- ИСХОДНЫЙ ФРАГМЕНТ:
########
Третий час ночи. Все разошлись, но в окне директорского кабинета горит свет. Поляков ещё работает».
Это нормальный суконный стиль позднего сталинизма, где индивидуальность вытаптывалась на корню: герои отличаются только фамилиями (плюс — отрицательные от положительных — комплекцией), психологических проблем нет — только производственные, любовная линия чисто номинальная, всё в целом производит впечатление технической документации — но нам ведь важно понять, каким образом этот же автор написал «Детей Арбата». А вот примерно таким же образом, как красный директор, человек от сохи, становился профессором, профессионалом высочайшего класса: не только время вертикальной мобильности — двадцатые годы — воспитывало Рыбакова, он сам, как большинство людей этого времени, рассчитан был на вертикальный рост, непрерывное самосовершенствование, эволюцию. В «Водителях» был тот минимум, с которого можно стартовать: умение видеть проблему и с некоторым даже азартом описывать производственный процесс. Кто этого не умеет, тому, по-моему, и в психологической прозе делать нечего. Страшно признаться, но, если мне на выбор предложат советский производственный роман или постмодернистское бессюжетное плетение словес, я с бóльшим удовольствием (хотя удовольствие тут не совсем то слово) прочту советский роман. По крайней мере в этом блюде есть мясо, хоть и отсутствуют специи.
Плюс к этой писательской честности, которой у него не отнять, он умел писать и увлекательно, если от литературы требовалась увлекательность, и потому дебютировал всё-таки детской прозой — трилогией «Кортик», «Бронзовая птица» и «Выстрел» (заканчивал уже в семидесятые). Это было своё, родное — двадцатые, революционный романтизм и воспоминания о МОПШКе — Московской опытно-показательной школе-коммуне, которой заведовал легендарный педагог Моисей Пистрак (расстрелянный в 1937 году). Вот эта авантюристическая закваска двадцатых, опыт МОПШКи, о котором он рассказал в 1997 году в «Романе-воспоминании», и принадлежность к людям вертикального развития — сделали Рыбакова писателем, и несмотря на вынужденные уступки соцреализму, он умел писать интересно, а это полдела.
########
- ИЗВЛЕЧЁННЫЕ СТРОКИ:
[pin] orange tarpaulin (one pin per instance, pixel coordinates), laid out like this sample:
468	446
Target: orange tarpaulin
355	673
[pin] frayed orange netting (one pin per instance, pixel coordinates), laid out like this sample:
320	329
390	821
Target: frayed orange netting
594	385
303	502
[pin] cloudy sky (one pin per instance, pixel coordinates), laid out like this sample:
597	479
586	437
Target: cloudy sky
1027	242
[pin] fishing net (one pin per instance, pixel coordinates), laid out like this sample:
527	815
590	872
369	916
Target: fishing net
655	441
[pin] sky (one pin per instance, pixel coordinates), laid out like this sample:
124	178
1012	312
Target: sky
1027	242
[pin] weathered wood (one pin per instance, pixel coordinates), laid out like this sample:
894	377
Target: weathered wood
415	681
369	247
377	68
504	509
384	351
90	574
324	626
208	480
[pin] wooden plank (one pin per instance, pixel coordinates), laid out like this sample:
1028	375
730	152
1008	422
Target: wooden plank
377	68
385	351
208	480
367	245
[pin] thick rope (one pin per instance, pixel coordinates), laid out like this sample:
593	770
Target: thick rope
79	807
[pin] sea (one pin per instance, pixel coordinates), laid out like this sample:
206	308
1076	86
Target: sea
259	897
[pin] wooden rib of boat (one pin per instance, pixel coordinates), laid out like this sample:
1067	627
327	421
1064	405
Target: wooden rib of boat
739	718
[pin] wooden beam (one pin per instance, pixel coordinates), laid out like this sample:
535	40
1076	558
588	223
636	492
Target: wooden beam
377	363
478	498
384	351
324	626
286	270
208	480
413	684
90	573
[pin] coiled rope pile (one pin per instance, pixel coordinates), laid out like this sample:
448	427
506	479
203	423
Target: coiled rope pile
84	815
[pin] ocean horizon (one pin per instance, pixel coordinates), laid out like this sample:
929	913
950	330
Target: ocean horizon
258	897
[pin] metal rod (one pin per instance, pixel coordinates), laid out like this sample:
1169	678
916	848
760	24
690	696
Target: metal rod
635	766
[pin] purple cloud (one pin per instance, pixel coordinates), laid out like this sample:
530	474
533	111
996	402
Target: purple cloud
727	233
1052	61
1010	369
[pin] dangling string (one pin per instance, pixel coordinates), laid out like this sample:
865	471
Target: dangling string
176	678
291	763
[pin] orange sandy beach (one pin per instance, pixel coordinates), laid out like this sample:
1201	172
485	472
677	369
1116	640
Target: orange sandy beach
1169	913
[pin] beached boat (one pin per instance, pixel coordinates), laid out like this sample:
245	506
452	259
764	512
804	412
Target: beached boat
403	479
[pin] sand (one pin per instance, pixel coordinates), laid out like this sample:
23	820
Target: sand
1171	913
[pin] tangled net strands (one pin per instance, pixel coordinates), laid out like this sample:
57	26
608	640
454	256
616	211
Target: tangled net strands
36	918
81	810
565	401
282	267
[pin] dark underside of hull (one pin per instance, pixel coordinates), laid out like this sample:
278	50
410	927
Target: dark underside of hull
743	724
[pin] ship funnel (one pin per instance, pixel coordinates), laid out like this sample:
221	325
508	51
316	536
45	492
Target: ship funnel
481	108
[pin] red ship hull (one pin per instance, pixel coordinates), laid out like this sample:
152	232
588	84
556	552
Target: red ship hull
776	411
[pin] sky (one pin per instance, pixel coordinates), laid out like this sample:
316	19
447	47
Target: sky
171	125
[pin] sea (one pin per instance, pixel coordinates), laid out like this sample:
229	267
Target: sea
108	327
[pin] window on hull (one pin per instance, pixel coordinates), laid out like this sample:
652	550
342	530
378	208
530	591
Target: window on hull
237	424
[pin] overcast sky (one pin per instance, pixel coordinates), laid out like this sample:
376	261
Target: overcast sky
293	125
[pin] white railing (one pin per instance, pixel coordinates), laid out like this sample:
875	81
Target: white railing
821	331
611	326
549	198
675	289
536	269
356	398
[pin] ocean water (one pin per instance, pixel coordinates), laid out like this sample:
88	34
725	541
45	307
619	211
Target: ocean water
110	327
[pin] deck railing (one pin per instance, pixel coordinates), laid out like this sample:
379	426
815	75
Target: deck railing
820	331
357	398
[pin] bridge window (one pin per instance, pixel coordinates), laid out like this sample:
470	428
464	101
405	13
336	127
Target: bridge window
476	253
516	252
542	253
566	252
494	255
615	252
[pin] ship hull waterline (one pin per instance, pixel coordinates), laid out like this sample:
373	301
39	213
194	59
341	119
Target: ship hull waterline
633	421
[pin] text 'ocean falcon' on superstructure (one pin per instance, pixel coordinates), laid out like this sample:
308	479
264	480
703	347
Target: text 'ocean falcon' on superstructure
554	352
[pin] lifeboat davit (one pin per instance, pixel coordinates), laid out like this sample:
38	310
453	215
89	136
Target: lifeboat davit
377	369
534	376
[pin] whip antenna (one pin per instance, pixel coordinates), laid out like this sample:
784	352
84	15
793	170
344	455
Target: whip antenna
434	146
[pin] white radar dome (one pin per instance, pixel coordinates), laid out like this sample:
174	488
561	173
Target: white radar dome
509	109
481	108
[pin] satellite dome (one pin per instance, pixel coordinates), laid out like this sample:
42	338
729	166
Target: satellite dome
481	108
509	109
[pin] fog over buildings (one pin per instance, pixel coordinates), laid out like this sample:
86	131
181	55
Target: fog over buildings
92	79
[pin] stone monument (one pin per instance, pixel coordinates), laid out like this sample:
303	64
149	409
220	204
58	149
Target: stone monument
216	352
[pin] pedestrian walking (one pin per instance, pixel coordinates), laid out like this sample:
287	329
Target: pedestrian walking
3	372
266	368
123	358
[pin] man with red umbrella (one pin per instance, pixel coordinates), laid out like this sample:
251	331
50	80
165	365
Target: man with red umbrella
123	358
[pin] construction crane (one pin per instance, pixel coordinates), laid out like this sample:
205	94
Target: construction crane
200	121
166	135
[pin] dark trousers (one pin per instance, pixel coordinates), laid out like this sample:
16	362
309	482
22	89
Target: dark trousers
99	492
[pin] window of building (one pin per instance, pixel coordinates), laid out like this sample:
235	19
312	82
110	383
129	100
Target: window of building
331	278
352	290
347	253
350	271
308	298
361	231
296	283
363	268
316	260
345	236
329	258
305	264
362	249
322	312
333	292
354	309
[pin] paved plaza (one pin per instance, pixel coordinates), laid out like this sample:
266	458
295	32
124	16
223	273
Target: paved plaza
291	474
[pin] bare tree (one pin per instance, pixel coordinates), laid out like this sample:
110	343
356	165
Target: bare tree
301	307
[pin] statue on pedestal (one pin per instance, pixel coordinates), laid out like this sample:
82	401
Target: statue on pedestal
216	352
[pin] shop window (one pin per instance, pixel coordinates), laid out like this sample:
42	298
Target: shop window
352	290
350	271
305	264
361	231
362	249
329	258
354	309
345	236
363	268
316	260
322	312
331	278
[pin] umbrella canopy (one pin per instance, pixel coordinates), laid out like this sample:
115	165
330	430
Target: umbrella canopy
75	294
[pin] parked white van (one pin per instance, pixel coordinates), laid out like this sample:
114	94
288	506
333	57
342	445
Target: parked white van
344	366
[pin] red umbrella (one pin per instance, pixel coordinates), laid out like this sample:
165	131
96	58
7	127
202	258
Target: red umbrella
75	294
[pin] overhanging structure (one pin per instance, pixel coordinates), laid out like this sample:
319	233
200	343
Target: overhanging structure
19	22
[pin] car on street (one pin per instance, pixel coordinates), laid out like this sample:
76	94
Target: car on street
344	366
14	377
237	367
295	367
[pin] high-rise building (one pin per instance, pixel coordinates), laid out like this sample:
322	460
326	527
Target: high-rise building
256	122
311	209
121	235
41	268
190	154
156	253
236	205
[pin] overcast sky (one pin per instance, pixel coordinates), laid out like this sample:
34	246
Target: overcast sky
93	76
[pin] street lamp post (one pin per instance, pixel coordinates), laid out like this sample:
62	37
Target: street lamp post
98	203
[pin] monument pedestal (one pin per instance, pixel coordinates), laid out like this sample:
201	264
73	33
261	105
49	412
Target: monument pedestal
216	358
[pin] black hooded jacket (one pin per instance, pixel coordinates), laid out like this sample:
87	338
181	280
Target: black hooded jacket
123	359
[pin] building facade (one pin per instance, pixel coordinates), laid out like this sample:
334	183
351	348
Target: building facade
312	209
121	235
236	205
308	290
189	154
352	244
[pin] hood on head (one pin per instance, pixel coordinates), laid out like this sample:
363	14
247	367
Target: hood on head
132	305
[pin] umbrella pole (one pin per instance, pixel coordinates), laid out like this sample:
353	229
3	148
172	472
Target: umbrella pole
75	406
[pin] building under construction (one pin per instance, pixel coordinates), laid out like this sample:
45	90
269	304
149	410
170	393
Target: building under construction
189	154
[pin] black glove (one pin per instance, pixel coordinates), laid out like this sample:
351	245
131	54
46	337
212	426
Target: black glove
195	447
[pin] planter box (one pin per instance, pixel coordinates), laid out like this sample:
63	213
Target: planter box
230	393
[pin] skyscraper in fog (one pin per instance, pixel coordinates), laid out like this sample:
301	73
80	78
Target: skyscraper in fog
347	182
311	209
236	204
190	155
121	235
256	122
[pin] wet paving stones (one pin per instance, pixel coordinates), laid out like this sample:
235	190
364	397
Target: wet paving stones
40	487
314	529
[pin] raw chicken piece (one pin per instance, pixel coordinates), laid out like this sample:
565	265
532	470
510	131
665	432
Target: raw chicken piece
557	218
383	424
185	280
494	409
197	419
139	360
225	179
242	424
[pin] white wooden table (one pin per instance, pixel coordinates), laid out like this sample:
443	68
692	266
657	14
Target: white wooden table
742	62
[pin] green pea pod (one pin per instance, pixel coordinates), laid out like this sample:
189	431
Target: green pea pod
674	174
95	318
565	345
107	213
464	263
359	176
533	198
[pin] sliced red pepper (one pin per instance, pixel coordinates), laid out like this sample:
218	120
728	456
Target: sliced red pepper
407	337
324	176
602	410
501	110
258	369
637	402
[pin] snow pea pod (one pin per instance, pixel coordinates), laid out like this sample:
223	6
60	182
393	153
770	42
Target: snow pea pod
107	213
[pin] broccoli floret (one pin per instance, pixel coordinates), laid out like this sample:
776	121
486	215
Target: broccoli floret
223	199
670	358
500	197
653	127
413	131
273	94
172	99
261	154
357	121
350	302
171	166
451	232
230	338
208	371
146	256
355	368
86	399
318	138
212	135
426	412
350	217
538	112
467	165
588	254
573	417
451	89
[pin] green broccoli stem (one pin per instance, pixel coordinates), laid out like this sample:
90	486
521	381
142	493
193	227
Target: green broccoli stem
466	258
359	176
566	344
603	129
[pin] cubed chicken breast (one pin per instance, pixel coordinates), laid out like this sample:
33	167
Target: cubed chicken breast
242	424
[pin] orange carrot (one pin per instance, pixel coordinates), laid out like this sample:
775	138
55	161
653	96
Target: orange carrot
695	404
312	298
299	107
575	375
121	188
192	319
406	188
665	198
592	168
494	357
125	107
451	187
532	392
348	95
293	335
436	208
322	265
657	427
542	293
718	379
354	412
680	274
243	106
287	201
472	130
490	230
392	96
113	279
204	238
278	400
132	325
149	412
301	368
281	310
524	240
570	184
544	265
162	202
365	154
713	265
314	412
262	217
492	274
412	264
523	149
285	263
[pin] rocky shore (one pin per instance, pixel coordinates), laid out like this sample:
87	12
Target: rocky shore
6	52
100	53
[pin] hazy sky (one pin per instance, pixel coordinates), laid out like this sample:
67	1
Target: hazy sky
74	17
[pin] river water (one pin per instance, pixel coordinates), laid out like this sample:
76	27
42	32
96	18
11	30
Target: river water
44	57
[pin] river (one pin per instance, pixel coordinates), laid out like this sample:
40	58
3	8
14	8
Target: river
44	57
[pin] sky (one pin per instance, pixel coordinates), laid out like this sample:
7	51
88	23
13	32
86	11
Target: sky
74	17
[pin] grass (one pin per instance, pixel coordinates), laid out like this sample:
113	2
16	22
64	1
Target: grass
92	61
########
- ПИСЬМЕННОЕ ЗАДАНИЕ 1:
Переведите на английский язык следующее предложение из фрагмента о Рыбакове: «Кто этого не умеет, тому, по-моему, и в психологической прозе делать нечего».
- ПИСЬМЕННОЕ ЗАДАНИЕ 2:
Воспроизведите без изменений часть фрагмента о Рыбакове от «Плюс к этой» до «а это полдела.».
Приведённые строки в работе не используются.

- ОТВЕТ 1:
Whoever cannot do this has, in my view, no business in psychological prose either.

- ОТВЕТ 2:
Плюс к этой писательской честности, которой у него не отнять, он умел писать и увлекательно, если от литературы требовалась увлекательность, и потому дебютировал всё-таки детской прозой — трилогией «Кортик», «Бронзовая птица» и «Выстрел» (заканчивал уже в семидесятые). Это было своё, родное — двадцатые, революционный романтизм и воспоминания о МОПШКе — Московской опытно-показательной школе-коммуне, которой заведовал легендарный педагог Моисей Пистрак (расстрелянный в 1937 году). Вот эта авантюристическая закваска двадцатых, опыт МОПШКи, о котором он рассказал в 1997 году в «Романе-воспоминании», и принадлежность к людям вертикального развития — сделали Рыбакова писателем, и несмотря на вынужденные уступки соцреализму, он умел писать интересно, а это полдела.